Required task 1 ▸
In the article on Midir, turn the paragraph beginning "Midir's wife is Fuamnach" into a short bulleted list that keeps its main facts.

Document segment ▸
++++++++++

= Midir =

Irish mythological figure

In the Mythological Cycle of early Irish literature, Midir (Old Irish), Midhir (Modern Irish) or Mider was a son of the Dagda of the Tuatha Dé Danann. After the Tuatha Dé were defeated by the Milesians, he lived in the sidh of Brí Léith (believed to be Ardagh Hill, Co. Longford). The name Midir may come from the old Irish word for a judge, midithir.

==Description==

In Tochmarc Étaíne, Midir appears on a brown steed wearing a green mantle and red embroidered tunic with a golden brooch reaching from shoulder to shoulder, a silver shield with a rim of gold on his back with a silver strip and gold boss. He has bright yellow hair, a five pronged spear, and a fillet of gold on his head. When Midir appears suddenly in the midst of Eochaid Airem's court, the remark is made, “He was fair at all times, but on that night he was fairer.”

Elsewhere in Tochmarc Étaíne, the following description of Midir is provided:
A purple tunic about him, and golden yellow hair on him to the edge of his shoulders. A shining blue eye in his head. A five-pointed spear in one hand, a white-bossed shield in the other, with golden gems thereon. Eochaid was silent, for he was unaware of his being in Tara the night before, and the courts had not been opened at that hour.

==Family==

Midir is traditionally the son of The Dagda. In the First Recension of the Lebor Gabála and in the Metrical Dindsenchas, Midir of Brí Léith is made the "son of Induí son of Échtach son of Etarlam". As a son of Induí, called "king of the north country, lord of horse breeding peoples," Midir would be brother or half-brother to the war-god Neit and nephew of Nuada, who is called the son of Échtach son of Etarlam.

Midir's wife is Fuamnach, who is either beheaded by Midir's foster-son Aengus or otherwise killed by Manannan Mac Lir. Midir's daughters included Bri Bruachbrecc and Ogniad (or Oicnis), who was the mother of Sigmall Cael. Midir's sons include Lir, the father of Manannan, and his foster-son is Aengus, who elsewhere is called the foster-son of Elcmar. According to the Dindsenchas (Cnogba), Midir abducts Elcmar's daughter Englec, to the dismay of Aengus, who is in love with her.

==Mythology==
===Tochmarc Étaíne===
Midir is one of the leading characters in the Old Irish saga Tochmarc Étaíne ("The Wooing of Étaín"), which makes leaps through time from the age of the Túatha Dé Danann to the time of Eochaid Airem, High King of Ireland. Midir is the husband of Fúamnach but falls in love with Étaín, and receives the help of his foster-son Aengus (also Oengus) to make her his new bride. Fuamnach's vengeance is provoked against the young new wife, causing her a number of disgraces until after several transformations (including water, a worm, and a fly) Étaín fell into the drink of another woman and is reborn.

++++++++++

Records from a dataset
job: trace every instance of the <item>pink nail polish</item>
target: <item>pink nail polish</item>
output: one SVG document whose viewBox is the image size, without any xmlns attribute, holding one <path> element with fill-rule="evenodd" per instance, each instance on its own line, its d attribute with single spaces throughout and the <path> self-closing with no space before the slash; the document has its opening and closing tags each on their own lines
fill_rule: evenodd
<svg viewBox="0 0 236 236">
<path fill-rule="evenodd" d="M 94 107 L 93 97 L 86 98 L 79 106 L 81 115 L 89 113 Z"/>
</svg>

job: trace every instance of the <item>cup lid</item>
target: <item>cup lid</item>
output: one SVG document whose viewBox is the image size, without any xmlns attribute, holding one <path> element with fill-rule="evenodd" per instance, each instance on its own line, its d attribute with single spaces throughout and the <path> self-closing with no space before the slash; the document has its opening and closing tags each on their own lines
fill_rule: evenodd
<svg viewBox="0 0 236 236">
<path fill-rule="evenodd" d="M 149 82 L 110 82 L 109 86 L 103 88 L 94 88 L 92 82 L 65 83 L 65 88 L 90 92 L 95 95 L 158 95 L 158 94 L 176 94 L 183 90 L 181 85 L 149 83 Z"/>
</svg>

++++++++++

Required task 2 ▸
Substitute "bottle cap" for "cup lid" in the records and write out everything from the line containing "job: trace every instance of the <item>cup" down to the end of the records, with nothing else changed.

Complete answer 1 ▸
- Midir's wife is Fuamnach, who is either beheaded by his foster-son Aengus or killed by Manannan Mac Lir.
- His daughters included Bri Bruachbrecc and Ogniad (or Oicnis), the mother of Sigmall Cael.
- His sons include Lir, the father of Manannan.
- His foster-son is Aengus, who is elsewhere called the foster-son of Elcmar.
- According to the Dindsenchas (Cnogba), Midir abducts Elcmar's daughter Englec, to the dismay of Aengus, who loves her.

Complete answer 2 ▸
job: trace every instance of the <item>bottle cap</item>
target: <item>bottle cap</item>
output: one SVG document whose viewBox is the image size, without any xmlns attribute, holding one <path> element with fill-rule="evenodd" per instance, each instance on its own line, its d attribute with single spaces throughout and the <path> self-closing with no space before the slash; the document has its opening and closing tags each on their own lines
fill_rule: evenodd
<svg viewBox="0 0 236 236">
<path fill-rule="evenodd" d="M 149 82 L 110 82 L 109 86 L 103 88 L 94 88 L 92 82 L 65 83 L 65 88 L 90 92 L 95 95 L 158 95 L 158 94 L 176 94 L 183 90 L 181 85 L 149 83 Z"/>
</svg>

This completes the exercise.